§ Stated problem 1
Please repeat, word for word, the lines of the listing between the line holding "Task: indicate every instance of the tugboat mast" and the line holding "[(148, 97)]", inclusive.

§ Document text

** Start **

Figure 2.4: Data process diagram

### **General Controller**

On the one hand using four RAMs results in a faster and more efficient design, but on the other hand memory management becomes more difficult. It is necessary to switch the RAM accesses at specific points in time. Every time the ACS unit has filled up a RAM with one window, data accesses from all units have to be switched. A RAM controller is used for this task.

The controller entity *ram\_ctrl* is implemented as a finite state machine. It handles:

- Storage of configuration
- Waiting for a new block
- Beginning procedure, i.e., writing ACS results only
- Writing ACS results and reading for traceback
- Ending procedure, i.e., reading for traceback only

Therefore the state machine is implemented with five states. Each operation mode is handled in one state.

**Do** 

|       | RAM 1      |      | RAM 2      |      | RAM 3      |      | RAM 4      |      |
|-------|------------|------|------------|------|------------|------|------------|------|
| Cycle | Unit       | Addr | Unit       | Addr | Unit       | Addr | Unit       | Addr |
| 1     | write FWD  | 3    |            |      |            |      |            |      |
| 2     | write FWD  | 4    |            |      |            |      |            |      |
| 3     |            |      | write FWD  | 0    |            |      |            |      |
| 4     |            |      | write FWD  | 1    |            |      |            |      |
| 5     |            |      | write FWD  | 2    |            |      |            |      |
| 6     |            |      | write FWD  | 3    |            |      |            |      |
| 7     |            |      | write FWD  | 4    |            |      |            |      |
| 8     |            |      | read ACQ 1 | 4    | write FWD  | 0    |            |      |
| 9     |            |      | read ACQ 1 | 3    | write FWD  | 1    |            |      |
| 10    |            |      | read WIN 1 | 2    | write FWD  | 2    |            |      |
| 11    |            |      | read WIN 1 | 1    | write FWD  | 3    |            |      |
| 12    |            |      | read WIN 1 | 0    | write FWD  | 4    |            |      |
| 13    | read WIN 1 | 4    |            |      | read ACQ 2 | 4    | write FWD  | 0    |
| 14    | read WIN 1 | 3    |            |      | read ACQ 2 | 3    | write FWD  | 1    |
| 15    |            |      |            |      | read WIN 2 | 2    | write FWD  | 2    |
| 16    |            |      |            |      | read WIN 2 | 1    | write FWD  | 3    |
| 17    |            |      |            |      | read WIN 2 | 0    | write FWD  | 4    |
| 18    | write FWD  | 0    | read WIN 2 | 4    |            |      | read ACQ 1 | 4    |
| 19    | write FWD  | 1    | read WIN 2 | 3    |            |      | read ACQ 1 | 3    |
| 20    | write FWD  | 2    |            |      |            |      | read WIN 1 | 2    |
| 21    | write FWD  | 3    |            |      |            |      | read WIN 1 | 1    |
| 22    | write FWD  | 4    |            |      |            |      | read WIN 1 | 0    |
| 23    | read ACQ 2 | 4    | write FWD  | 0    | read WIN 1 | 4    |            |      |
| 24    | read ACQ 2 | 3    | write FWD  | 1    | read WIN 1 | 3    |            |      |
| 25    | read WIN 2 | 2    | write FWD  | 2    |            |      |            |      |
| 26    | read WIN 2 | 1    | write FWD  | 3    |            |      |            |      |
| 27    | read WIN 2 | 0    | write FWD  | 4    |            |      |            |      |
| 28    |            |      | read ACQ 1 | 4    | write FWD  | 0    | read WIN 2 | 4    |
| 29    |            |      | read ACQ 1 | 3    | write FWD  | 1    | read WIN 2 | 3    |
| 30    |            |      | read WIN 1 | 2    | write FWD  | 2    |            |      |
| 31    |            |      | read WIN 1 | 1    | write FWD  | 3    |            |      |
| 32    |            |      | read WIN 1 | 0    | write FWD  | 4    |            |      |
| 33    | read WIN 1 | 4    |            |      | read ACQ 2 | 4    | write FWD  | 0    |
| 34    | read WIN 1 | 3    |            |      | read ACQ 2 | 3    | write FWD  | 1    |

FWD = fowarding WIN 1 = window 1; ACQ 1 = acquisition 1 WIN 2 = window 2; ACQ 2 = acquisition 2

**Table 2.1:** RAM usage for window length = 5 and acquisition length = 2

Þ



**State: CONFIGURE** 

The *CONFIGURE* state is active when the decoder is ready for a new configuration. The configuration is received with AXI4-Stream within one cycle. Decoding can only start if a configuration is available.

** End **

§ Rows
** Start **

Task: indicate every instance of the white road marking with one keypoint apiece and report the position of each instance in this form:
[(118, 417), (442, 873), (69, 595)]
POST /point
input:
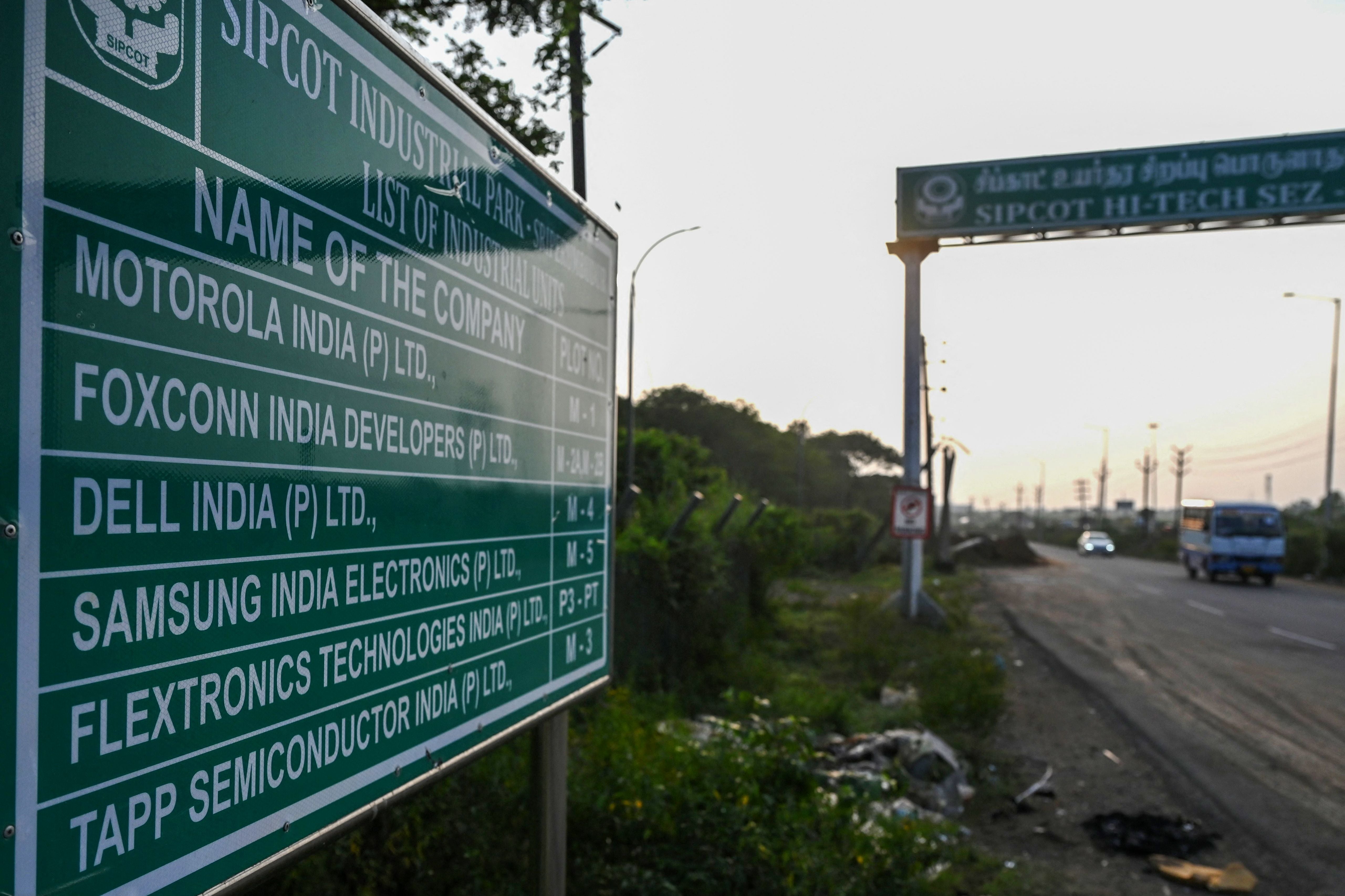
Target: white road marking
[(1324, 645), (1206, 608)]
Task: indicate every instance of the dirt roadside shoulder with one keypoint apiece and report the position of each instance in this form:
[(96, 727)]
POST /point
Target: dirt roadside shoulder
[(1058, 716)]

** End **
** Start **

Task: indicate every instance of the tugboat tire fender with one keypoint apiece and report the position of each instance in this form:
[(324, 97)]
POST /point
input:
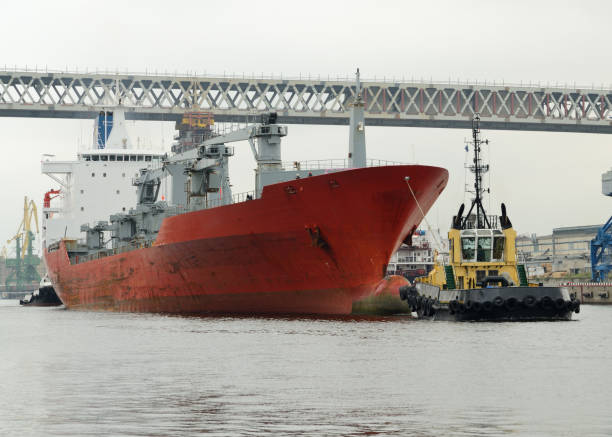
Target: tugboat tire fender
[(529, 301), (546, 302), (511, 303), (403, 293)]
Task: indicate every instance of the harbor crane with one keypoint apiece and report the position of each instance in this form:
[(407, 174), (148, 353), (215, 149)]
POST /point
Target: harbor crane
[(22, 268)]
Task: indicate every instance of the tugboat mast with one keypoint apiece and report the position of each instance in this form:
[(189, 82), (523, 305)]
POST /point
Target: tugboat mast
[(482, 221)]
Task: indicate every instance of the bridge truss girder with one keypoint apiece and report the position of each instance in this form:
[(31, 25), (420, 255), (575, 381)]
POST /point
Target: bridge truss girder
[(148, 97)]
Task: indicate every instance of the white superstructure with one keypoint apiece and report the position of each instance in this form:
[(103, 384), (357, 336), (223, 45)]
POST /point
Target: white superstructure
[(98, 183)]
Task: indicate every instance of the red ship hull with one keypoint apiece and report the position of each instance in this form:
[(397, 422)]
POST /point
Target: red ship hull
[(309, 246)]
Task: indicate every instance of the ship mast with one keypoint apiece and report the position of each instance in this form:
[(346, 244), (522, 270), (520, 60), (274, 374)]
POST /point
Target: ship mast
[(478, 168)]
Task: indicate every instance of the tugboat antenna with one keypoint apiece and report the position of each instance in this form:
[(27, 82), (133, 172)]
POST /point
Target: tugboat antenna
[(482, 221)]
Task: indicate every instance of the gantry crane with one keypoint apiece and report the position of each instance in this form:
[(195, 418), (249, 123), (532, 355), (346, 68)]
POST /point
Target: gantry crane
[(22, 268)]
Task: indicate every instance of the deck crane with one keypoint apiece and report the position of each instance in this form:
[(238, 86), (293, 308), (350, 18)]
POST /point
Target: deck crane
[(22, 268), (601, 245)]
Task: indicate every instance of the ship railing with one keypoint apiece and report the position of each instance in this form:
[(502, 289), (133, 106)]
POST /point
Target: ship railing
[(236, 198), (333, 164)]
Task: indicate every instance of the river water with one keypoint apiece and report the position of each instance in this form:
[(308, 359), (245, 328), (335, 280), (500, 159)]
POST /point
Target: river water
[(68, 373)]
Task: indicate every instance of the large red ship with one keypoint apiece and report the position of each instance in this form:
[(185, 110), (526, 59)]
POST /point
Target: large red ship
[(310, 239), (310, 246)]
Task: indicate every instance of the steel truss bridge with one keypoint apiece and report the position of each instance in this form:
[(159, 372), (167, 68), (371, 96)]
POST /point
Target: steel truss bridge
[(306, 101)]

** End **

§ Stated problem 2
Reproduce the RAM controller text verbatim between "### **General Controller**" and "for this task.", inclusive.

§ Answer 1
Task: indicate every instance of the tugboat mast with one keypoint apiece and report the position of each instance in this form:
[(189, 82), (523, 305)]
POST /point
Target: tugboat mast
[(482, 221)]
Task: indicate every instance of the bridge truss girder with one keypoint apiece and report the position of each instance in this form:
[(31, 25), (420, 255), (575, 381)]
POST /point
Target: bridge truss girder
[(148, 97)]

§ Answer 2
### **General Controller**

On the one hand using four RAMs results in a faster and more efficient design, but on the other hand memory management becomes more difficult. It is necessary to switch the RAM accesses at specific points in time. Every time the ACS unit has filled up a RAM with one window, data accesses from all units have to be switched. A RAM controller is used for this task.